___ Trecho de origem ___

14 – O que é pairar?
Mover-se com lentidão no alto.
15 – Um sinônimo de célere.
Rápido.
16 – Existem duas palavras
parecidas (parônimas): descriminação e discriminação. Que significam?
Descriminação:
ato de inocentar de um crime.
Discriminação: ato de distinguir, separar.
17 – No texto, há palavras
estrangeiras, como a francesa pied-de-poule
(pé de galinha), a inglesa close,
parte de close-up (fotografia de objeto próximo). Há, também, uma palavra
francesa aportuguesada pelo autor. Em francês é chantilly. Como o autor usou? O
que esta palavra designa?
Chantili –
designa um saboroso creme.
18 – Desfocado é um vocábulo
comum em fotografia. Como é uma foto desfocada?
Fora de foco, não é nítida.
19 – Quando há consenso no seu
grupo?
Quando todos
concordam.

___ Entradas extraídas ___

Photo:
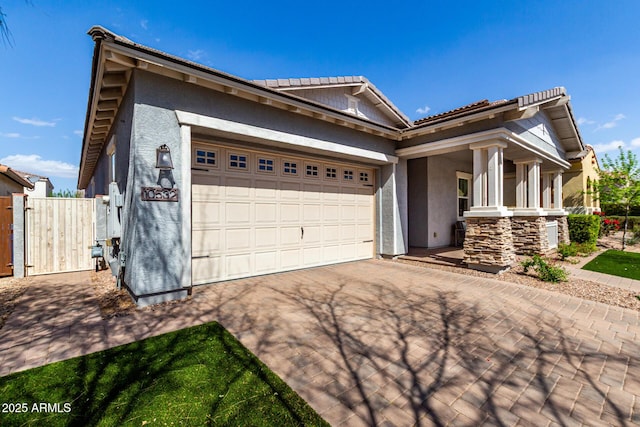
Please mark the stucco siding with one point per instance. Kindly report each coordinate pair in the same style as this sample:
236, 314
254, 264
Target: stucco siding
417, 189
538, 130
442, 187
336, 98
9, 186
152, 234
182, 96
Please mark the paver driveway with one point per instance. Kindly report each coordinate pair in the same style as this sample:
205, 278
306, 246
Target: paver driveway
379, 342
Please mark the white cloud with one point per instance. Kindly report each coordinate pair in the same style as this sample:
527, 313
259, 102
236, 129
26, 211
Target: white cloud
34, 122
196, 55
585, 121
423, 110
613, 145
36, 164
613, 123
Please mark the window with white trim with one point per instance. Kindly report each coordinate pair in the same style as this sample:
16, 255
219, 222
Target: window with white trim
464, 189
265, 165
238, 161
290, 168
204, 157
311, 171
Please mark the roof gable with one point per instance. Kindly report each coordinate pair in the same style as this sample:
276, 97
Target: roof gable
358, 86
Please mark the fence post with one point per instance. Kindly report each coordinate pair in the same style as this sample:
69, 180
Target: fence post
19, 238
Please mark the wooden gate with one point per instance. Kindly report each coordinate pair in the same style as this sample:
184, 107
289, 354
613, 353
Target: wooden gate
6, 236
59, 234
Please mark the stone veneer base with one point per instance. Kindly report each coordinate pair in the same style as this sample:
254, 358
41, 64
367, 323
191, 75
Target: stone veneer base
488, 243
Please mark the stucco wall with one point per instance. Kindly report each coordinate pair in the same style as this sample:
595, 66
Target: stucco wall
335, 97
417, 186
152, 231
9, 186
442, 187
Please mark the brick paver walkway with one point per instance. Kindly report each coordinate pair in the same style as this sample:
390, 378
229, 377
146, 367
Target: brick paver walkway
382, 343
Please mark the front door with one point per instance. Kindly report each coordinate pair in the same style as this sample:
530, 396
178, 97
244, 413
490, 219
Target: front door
6, 237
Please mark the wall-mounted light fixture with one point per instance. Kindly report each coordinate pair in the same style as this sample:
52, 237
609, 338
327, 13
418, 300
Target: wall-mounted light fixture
166, 192
163, 158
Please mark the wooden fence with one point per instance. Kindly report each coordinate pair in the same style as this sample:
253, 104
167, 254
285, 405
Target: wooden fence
59, 233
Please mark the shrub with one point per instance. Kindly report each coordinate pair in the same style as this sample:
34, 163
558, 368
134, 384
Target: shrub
565, 251
546, 272
584, 228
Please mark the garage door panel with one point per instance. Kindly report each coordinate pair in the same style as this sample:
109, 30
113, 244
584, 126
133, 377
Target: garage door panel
289, 190
290, 235
238, 212
266, 262
312, 192
206, 241
252, 222
347, 232
266, 213
312, 256
237, 187
289, 212
347, 212
206, 270
205, 214
266, 189
238, 265
266, 237
238, 239
290, 258
331, 192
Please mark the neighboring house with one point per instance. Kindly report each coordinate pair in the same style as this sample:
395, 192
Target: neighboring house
12, 182
42, 187
212, 177
579, 183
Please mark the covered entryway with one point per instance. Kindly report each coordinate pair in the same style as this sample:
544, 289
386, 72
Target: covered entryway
6, 237
257, 212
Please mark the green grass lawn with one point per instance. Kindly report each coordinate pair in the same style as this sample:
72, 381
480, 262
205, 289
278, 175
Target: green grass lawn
197, 376
617, 263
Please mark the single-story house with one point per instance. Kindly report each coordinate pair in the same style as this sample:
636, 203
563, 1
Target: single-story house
42, 186
11, 181
213, 177
579, 183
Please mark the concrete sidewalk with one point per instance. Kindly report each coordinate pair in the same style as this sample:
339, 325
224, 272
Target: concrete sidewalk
381, 343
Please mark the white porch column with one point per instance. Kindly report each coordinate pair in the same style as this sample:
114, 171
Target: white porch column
546, 190
488, 180
479, 178
556, 181
521, 185
528, 188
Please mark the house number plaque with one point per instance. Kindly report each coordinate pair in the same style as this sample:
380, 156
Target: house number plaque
159, 194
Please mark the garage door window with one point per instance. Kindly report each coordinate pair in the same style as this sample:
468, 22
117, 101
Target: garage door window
206, 157
265, 165
290, 168
238, 161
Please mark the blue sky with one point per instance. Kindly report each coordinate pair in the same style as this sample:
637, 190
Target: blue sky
426, 56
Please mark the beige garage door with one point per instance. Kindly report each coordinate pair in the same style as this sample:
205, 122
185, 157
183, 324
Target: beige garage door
258, 212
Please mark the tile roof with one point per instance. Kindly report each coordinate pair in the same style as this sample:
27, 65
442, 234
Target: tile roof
460, 111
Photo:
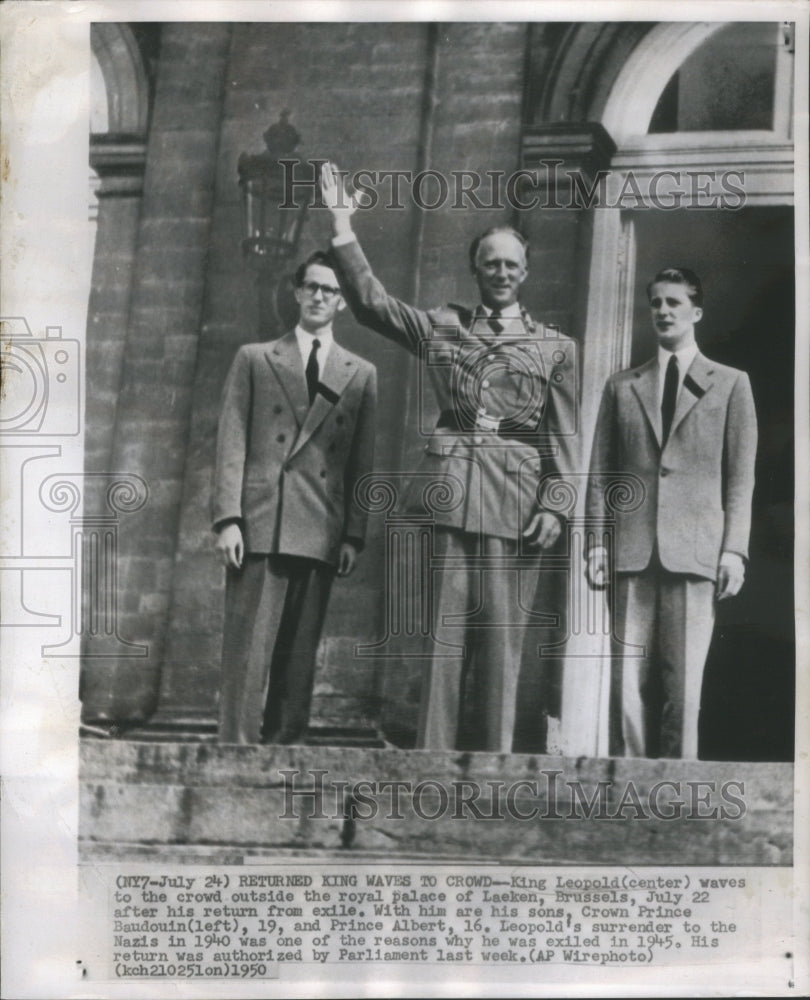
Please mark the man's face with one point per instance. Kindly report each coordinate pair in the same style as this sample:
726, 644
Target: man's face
318, 298
673, 315
500, 270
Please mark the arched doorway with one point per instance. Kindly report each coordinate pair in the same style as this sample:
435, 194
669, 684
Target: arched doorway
669, 200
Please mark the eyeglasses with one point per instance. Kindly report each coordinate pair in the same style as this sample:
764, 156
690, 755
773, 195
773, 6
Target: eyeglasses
328, 291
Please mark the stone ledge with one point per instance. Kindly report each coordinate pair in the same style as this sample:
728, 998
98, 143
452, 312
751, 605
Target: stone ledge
167, 801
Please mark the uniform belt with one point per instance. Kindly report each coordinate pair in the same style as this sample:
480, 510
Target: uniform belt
503, 427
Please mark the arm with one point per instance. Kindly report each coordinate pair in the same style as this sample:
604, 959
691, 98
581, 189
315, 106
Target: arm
367, 298
230, 462
360, 462
739, 457
603, 461
558, 439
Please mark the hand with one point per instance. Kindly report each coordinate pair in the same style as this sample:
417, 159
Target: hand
543, 530
230, 546
340, 203
347, 560
596, 569
730, 575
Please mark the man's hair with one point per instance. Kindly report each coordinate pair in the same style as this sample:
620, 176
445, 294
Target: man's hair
680, 276
321, 257
509, 230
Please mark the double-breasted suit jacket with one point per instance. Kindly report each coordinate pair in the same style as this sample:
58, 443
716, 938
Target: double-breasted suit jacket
524, 377
286, 469
697, 489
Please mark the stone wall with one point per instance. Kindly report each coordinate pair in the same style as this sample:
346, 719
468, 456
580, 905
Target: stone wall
381, 96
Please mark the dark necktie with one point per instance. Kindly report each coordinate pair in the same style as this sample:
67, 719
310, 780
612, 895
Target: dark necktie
670, 397
312, 370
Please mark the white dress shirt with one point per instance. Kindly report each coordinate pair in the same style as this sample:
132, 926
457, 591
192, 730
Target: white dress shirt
305, 339
685, 357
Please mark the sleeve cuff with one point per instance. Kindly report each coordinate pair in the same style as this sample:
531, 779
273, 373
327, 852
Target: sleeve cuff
219, 525
343, 239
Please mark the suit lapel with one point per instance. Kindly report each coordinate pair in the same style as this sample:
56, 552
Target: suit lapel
285, 359
339, 370
696, 383
645, 386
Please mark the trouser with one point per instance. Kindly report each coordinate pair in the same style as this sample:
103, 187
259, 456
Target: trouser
482, 611
669, 618
274, 612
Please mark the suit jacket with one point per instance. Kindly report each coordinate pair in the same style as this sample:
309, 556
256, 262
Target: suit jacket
696, 492
467, 479
286, 469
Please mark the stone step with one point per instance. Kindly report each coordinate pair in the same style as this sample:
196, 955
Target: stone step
151, 800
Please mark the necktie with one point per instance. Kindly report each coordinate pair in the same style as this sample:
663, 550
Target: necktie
670, 397
312, 370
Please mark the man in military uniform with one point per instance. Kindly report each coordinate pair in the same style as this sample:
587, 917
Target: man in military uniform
506, 390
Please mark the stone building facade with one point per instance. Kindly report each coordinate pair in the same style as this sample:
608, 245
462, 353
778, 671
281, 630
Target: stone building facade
172, 298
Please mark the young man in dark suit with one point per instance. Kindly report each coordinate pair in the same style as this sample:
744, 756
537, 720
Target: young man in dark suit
685, 428
296, 434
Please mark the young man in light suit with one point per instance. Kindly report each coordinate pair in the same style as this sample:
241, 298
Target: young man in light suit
685, 426
296, 434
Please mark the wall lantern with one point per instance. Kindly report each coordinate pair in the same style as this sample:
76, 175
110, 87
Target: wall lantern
272, 220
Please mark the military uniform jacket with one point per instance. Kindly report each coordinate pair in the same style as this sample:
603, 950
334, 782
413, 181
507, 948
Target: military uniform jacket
521, 380
288, 470
691, 497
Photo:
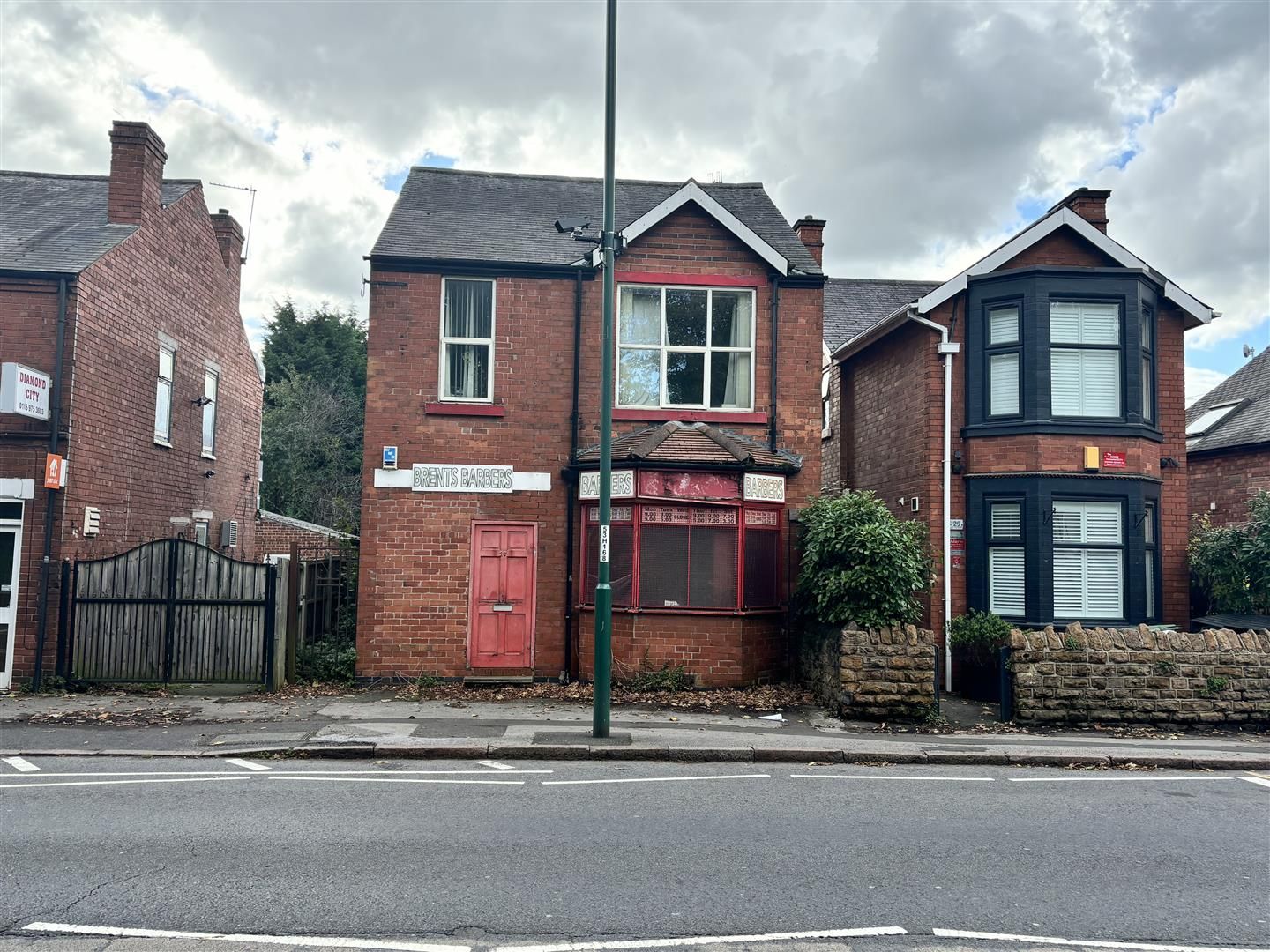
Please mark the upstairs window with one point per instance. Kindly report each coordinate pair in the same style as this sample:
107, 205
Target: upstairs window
211, 389
467, 340
1088, 560
1085, 360
163, 394
686, 348
1004, 358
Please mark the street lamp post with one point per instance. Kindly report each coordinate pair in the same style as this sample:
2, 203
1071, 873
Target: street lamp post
603, 591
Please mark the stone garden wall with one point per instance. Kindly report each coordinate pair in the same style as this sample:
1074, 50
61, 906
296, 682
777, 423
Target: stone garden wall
1080, 675
871, 673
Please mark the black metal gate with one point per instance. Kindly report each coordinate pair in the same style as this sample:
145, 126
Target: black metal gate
167, 611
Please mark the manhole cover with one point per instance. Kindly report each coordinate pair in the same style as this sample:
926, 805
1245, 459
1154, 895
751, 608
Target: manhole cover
615, 739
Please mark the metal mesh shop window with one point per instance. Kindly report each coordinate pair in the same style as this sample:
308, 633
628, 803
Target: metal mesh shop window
663, 566
762, 568
621, 562
713, 566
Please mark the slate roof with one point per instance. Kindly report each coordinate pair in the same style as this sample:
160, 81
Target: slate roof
693, 443
1247, 426
484, 216
57, 222
854, 305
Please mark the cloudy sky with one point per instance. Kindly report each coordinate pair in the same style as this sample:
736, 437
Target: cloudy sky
925, 132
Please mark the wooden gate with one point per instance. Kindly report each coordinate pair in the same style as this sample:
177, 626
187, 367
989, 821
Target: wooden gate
168, 611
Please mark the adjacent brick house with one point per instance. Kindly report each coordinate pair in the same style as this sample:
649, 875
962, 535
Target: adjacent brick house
161, 392
482, 377
1229, 443
1067, 456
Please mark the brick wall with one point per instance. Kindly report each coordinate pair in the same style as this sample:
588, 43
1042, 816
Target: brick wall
1081, 675
871, 673
1229, 479
415, 546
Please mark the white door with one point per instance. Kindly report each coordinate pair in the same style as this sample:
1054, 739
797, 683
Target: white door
11, 557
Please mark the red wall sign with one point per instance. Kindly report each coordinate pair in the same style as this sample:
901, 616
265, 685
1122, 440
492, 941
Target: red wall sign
1113, 461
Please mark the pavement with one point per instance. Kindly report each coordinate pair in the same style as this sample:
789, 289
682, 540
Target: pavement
563, 856
378, 725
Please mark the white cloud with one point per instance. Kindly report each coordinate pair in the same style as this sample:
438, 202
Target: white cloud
917, 130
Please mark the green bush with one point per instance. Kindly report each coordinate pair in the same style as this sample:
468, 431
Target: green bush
862, 564
1231, 564
326, 661
979, 634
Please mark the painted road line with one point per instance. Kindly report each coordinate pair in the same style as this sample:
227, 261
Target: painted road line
111, 784
389, 779
879, 777
1086, 943
1114, 777
707, 940
248, 764
302, 941
658, 779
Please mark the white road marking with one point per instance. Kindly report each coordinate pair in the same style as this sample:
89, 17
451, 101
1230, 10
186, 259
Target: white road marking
1114, 777
706, 940
1088, 943
303, 941
660, 779
248, 764
108, 784
878, 777
390, 779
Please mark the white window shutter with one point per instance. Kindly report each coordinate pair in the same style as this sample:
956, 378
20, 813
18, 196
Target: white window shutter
1006, 582
1004, 383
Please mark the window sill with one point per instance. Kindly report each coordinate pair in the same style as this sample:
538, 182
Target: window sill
727, 612
660, 415
438, 409
1077, 428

___

(Sobre a atividade)
Responda às três perguntas abaixo com base no trecho sobre vocabulário.
1. Que sinônimo de "célere" o trecho apresenta?
2. Qual é o significado dado para "descriminação"?
3. Como o trecho descreve uma foto desfocada?

(Espaço da resposta)
1. Rápido.
2. Ato de inocentar de um crime.
3. Fora de foco, não é nítida.